(WORK TO BE COMPLETED)
Update the listing below by changing every "innermost point" to "central point", with nothing else altered.

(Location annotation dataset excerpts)
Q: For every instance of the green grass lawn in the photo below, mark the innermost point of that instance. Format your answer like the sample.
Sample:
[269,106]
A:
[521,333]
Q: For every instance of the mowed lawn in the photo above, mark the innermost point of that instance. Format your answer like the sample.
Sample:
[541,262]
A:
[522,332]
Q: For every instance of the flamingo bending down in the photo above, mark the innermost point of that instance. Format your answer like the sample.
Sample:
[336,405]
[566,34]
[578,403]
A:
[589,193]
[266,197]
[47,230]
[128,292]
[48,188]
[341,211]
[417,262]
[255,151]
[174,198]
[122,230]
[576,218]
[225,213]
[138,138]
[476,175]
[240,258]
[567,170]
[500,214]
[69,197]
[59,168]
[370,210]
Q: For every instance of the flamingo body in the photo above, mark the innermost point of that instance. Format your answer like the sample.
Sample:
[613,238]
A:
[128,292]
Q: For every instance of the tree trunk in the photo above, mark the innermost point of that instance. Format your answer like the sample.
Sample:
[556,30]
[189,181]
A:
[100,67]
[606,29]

(TASK RESPONSE)
Q: For every instance of the green grass lawn in the photo below, mark the central point of that instance. Format your answer like the sample.
Sample:
[269,106]
A:
[521,333]
Q: For every instance of the mowed lawn in the photo above, mark the central point of that instance. Format your answer like the sample.
Sample:
[541,262]
A:
[522,332]
Q: For every instance of the flamingo bending down in the photo above, mark the central point of that instance. Format your answer like the sample.
Sample:
[336,405]
[566,34]
[578,403]
A:
[589,193]
[266,197]
[47,230]
[128,292]
[48,188]
[341,211]
[417,262]
[255,151]
[174,198]
[122,230]
[576,218]
[225,213]
[138,138]
[476,175]
[240,258]
[567,170]
[500,214]
[69,197]
[59,168]
[370,210]
Q: For every instance of the flamingo body in the photo above, mark the central point of that instance. Format your answer like the sample.
Sample:
[613,238]
A:
[128,292]
Q: For every instance of the tree trunk in the photo above, mark the central point of that instance. Format your answer like the sample.
Sample:
[556,30]
[189,181]
A:
[100,67]
[606,29]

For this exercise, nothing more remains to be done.